■ **Quoted passage**
>> BEGIN
Filed Pursuant to Rule 424(b)(5)
Registration No. 333-277426
PROSPECTUS SUPPLEMENT
(To prospectus dated
February 27, 2024)
$700,000,000
EQUITY LIFESTYLE PROPERTIES, INC.
Common Stock
This prospectus supplement
relates to the offer and sale from time to time of shares of our common stock, $0.01 par value per share, having an aggregate offering price of up to $700,000,000 through Morgan Stanley & Co. LLC, BofA Securities, Inc., Capital One
Securities, Inc. Goldman Sachs & Co. LLC, Jefferies LLC, RBC Capital Markets, LLC, Regions Securities LLC, Truist Securities, Inc. and Wells Fargo Securities, LLC (each a sales agent and together, the sales agents).
These sales, if any, will be made pursuant to the terms of the equity distribution agreements between us and the sales agents (the equity distribution agreements). As of the date of this prospectus supplement, an aggregate gross sales
price of approximately $317.4 million of shares have been sold under certain equity distribution agreements, dated as of February 28, 2024, relating to the offering of shares of our common stock having an aggregate gross sales price of up
to $500,000,000 (the prior equity distribution agreements). In connection with entering the equity distribution agreements, we are terminating the prior equity distribution agreements.
>> END
■ **Stored data**
>> BEGIN
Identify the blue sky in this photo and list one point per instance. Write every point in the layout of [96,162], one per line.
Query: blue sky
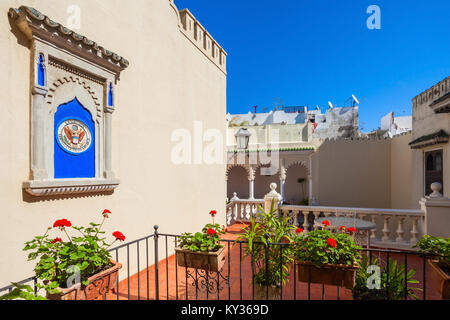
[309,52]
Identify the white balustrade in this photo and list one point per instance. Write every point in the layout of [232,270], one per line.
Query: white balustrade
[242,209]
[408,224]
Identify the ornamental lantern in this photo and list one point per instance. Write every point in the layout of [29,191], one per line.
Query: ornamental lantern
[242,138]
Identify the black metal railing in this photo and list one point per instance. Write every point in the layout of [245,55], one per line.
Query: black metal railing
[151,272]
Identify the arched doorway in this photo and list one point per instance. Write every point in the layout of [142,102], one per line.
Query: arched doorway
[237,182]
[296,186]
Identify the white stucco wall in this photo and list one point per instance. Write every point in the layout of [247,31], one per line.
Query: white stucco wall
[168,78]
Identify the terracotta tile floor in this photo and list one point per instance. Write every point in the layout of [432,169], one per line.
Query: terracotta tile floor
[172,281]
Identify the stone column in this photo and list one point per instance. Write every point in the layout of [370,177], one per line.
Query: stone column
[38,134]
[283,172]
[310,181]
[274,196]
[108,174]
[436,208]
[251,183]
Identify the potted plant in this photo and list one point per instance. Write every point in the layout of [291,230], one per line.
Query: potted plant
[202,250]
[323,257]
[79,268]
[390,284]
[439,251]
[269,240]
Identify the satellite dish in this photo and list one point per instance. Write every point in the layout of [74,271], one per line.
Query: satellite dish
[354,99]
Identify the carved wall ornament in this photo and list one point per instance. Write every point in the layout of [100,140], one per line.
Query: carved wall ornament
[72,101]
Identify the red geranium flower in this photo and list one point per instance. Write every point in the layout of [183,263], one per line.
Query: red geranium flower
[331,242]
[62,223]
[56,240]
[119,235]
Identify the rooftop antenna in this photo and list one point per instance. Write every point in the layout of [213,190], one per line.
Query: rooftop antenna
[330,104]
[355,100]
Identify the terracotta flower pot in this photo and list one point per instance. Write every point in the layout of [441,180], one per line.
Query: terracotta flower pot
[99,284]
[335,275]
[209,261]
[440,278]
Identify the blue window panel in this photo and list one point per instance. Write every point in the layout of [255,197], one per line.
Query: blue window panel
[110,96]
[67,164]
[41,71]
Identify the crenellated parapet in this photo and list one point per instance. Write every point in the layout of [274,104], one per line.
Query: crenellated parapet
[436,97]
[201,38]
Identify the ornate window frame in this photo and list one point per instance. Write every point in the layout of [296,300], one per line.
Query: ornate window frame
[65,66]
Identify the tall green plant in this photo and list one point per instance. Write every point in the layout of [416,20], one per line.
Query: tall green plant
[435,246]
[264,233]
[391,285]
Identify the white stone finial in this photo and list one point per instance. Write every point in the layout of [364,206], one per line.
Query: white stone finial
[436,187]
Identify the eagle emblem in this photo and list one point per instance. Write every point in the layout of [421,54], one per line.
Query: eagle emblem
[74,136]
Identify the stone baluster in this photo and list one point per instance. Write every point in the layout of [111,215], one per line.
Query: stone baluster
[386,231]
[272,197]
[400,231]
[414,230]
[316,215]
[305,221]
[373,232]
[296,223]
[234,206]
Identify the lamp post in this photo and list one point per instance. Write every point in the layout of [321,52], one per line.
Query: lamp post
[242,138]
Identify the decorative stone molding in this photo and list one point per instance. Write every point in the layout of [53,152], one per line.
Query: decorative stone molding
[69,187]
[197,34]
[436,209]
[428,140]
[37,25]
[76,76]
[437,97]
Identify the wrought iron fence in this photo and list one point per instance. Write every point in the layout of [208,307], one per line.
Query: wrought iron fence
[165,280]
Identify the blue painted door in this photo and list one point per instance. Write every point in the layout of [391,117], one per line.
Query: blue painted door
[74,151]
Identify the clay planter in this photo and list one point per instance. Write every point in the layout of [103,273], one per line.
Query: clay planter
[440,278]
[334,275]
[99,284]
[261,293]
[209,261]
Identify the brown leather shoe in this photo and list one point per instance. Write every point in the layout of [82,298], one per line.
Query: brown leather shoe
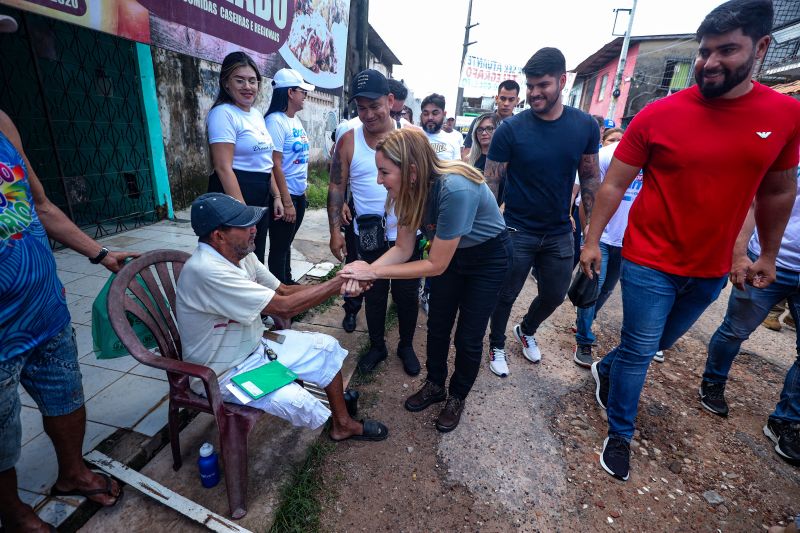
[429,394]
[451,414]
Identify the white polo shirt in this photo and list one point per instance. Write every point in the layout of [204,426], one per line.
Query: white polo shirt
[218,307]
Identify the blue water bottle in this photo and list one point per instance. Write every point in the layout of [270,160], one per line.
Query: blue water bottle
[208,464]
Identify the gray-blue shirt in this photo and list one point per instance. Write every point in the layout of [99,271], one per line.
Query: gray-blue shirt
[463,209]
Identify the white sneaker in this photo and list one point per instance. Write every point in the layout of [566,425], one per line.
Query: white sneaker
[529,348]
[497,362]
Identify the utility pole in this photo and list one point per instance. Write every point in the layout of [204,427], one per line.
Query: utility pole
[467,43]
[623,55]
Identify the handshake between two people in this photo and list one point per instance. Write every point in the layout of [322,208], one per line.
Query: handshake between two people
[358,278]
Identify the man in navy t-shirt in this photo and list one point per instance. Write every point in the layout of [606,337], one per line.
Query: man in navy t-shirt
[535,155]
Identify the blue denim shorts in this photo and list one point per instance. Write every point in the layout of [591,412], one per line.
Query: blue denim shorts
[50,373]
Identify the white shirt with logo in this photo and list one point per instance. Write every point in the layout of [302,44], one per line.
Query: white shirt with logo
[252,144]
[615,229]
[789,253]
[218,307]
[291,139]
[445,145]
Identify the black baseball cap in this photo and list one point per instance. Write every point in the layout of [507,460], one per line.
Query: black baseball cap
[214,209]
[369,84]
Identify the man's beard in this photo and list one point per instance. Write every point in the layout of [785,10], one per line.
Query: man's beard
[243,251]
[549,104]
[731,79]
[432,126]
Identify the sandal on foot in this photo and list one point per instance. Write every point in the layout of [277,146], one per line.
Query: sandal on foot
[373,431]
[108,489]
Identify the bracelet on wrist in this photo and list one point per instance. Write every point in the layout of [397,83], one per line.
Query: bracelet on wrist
>> END
■ **Exercise requirements**
- A) Answer these questions from the prospectus supplement:
(i) What is the date of the prospectus that it supplements?
(ii) What is the par value per share of the common stock?
(iii) Approximately what aggregate gross sales price of shares has been sold under the prior equity distribution agreements?
- B) Duplicate the part of the prospectus supplement that opens with the words containing "Registration No. 333-277426" and closes with "the sales agents).".
The data are separate material, apart from the prospectus supplement.

■ **Solutions for each task**
- A)
(i) February 27, 2024
(ii) $0.01
(iii) Approximately $317.4 million

- B)
Registration No. 333-277426
PROSPECTUS SUPPLEMENT
(To prospectus dated
February 27, 2024)
$700,000,000
EQUITY LIFESTYLE PROPERTIES, INC.
Common Stock
This prospectus supplement
relates to the offer and sale from time to time of shares of our common stock, $0.01 par value per share, having an aggregate offering price of up to $700,000,000 through Morgan Stanley & Co. LLC, BofA Securities, Inc., Capital One
Securities, Inc. Goldman Sachs & Co. LLC, Jefferies LLC, RBC Capital Markets, LLC, Regions Securities LLC, Truist Securities, Inc. and Wells Fargo Securities, LLC (each a sales agent and together, the sales agents).